Task requirements – Please put the part of the records below that opens with the line containing "target: rear cab window" and closes with the line containing "rule: each instance of the rear" into a numbered list, leaving out any blank lines.

Dataset records –
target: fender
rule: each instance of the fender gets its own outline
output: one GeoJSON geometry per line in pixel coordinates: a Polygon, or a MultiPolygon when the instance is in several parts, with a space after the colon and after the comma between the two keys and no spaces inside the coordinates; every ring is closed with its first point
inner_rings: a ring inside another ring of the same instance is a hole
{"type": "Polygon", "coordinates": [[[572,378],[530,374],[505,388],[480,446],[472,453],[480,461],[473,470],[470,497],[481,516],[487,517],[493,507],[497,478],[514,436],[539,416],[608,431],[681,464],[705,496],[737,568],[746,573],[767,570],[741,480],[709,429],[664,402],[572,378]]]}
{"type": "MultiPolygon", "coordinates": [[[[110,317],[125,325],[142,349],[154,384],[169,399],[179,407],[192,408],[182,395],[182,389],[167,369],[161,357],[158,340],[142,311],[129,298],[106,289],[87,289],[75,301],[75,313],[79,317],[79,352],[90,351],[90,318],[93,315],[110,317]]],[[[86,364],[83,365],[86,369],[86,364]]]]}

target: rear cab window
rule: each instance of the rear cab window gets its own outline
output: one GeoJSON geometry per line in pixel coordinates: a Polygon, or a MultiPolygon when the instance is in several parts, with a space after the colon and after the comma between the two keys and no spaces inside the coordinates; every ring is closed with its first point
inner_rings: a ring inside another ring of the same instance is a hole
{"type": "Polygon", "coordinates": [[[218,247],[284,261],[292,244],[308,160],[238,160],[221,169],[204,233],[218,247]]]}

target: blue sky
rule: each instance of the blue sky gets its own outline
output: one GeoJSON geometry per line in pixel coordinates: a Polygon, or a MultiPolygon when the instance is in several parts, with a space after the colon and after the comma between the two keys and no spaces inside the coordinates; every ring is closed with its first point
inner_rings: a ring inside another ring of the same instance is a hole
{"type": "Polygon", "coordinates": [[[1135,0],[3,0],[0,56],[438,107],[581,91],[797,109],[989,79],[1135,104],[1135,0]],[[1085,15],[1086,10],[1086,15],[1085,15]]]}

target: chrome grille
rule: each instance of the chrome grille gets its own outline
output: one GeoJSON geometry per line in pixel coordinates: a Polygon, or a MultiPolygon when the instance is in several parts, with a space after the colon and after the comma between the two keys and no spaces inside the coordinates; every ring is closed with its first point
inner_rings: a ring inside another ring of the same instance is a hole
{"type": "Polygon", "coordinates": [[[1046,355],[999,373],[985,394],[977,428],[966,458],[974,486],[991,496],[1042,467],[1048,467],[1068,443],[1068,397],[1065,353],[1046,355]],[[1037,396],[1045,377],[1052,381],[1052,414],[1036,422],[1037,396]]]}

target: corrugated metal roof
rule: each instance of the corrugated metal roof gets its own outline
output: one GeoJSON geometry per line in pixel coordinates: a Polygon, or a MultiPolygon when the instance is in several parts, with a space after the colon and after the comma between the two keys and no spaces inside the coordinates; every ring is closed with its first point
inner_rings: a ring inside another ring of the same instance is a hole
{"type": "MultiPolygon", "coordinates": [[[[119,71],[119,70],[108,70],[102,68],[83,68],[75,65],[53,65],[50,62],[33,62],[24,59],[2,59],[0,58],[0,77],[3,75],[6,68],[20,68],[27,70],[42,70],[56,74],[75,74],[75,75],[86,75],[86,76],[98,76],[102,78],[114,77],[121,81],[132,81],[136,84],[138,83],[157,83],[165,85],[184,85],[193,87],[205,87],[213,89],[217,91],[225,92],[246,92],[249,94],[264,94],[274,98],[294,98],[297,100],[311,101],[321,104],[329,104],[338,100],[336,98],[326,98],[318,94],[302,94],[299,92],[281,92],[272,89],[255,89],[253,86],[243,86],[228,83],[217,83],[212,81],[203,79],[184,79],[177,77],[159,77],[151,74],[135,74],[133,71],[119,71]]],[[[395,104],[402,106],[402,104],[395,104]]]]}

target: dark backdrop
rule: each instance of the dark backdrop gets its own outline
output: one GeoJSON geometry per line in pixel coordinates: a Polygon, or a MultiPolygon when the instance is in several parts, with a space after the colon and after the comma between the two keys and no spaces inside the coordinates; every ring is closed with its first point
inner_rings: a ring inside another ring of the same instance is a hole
* * *
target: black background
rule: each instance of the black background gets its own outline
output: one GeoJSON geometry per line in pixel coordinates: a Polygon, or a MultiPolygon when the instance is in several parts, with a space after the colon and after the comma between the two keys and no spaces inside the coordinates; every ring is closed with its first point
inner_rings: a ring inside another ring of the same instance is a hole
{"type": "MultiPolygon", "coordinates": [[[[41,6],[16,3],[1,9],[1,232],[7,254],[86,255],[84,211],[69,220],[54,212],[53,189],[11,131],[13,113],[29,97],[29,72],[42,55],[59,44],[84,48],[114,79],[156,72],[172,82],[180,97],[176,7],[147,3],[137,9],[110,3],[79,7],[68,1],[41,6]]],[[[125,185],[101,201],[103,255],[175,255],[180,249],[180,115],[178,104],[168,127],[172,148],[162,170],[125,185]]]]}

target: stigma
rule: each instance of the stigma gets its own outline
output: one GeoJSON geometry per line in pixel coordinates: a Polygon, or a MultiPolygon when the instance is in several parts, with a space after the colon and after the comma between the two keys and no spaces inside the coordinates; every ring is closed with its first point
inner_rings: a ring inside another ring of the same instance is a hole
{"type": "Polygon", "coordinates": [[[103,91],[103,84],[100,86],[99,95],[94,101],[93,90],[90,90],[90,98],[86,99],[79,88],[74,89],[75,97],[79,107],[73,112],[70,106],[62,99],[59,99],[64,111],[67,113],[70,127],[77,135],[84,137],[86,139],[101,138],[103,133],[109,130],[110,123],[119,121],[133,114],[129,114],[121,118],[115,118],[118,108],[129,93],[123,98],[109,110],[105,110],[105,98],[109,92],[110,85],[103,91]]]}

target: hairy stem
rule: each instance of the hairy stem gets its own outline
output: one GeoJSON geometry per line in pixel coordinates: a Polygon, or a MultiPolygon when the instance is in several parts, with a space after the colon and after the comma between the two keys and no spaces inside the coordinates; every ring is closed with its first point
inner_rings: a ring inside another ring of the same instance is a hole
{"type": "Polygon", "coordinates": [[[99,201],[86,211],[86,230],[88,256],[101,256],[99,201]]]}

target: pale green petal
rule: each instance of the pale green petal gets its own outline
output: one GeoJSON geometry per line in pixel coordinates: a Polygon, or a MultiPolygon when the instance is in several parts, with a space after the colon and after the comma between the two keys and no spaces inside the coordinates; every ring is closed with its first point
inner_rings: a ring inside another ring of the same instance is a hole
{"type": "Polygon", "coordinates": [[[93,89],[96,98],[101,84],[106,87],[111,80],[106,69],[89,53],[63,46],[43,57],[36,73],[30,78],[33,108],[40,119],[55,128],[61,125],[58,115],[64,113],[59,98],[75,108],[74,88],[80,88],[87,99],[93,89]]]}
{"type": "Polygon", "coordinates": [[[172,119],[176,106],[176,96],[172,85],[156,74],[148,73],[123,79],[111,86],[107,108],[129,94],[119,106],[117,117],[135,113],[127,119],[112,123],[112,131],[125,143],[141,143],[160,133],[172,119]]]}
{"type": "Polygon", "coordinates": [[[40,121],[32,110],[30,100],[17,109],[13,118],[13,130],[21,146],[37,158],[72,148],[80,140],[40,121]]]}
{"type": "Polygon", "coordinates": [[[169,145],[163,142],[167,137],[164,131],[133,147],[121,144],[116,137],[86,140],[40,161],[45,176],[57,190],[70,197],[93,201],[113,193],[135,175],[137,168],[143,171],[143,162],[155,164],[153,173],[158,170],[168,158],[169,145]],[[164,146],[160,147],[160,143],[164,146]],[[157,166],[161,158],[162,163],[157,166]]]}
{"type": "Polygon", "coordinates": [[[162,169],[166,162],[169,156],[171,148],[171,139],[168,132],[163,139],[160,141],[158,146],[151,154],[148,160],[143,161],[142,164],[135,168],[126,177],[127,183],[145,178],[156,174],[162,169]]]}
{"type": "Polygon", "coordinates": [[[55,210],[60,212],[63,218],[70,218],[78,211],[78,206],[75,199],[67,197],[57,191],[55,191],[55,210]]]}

Written response –
1. target: rear cab window
2. rule: each instance of the rear cab window gets its own outline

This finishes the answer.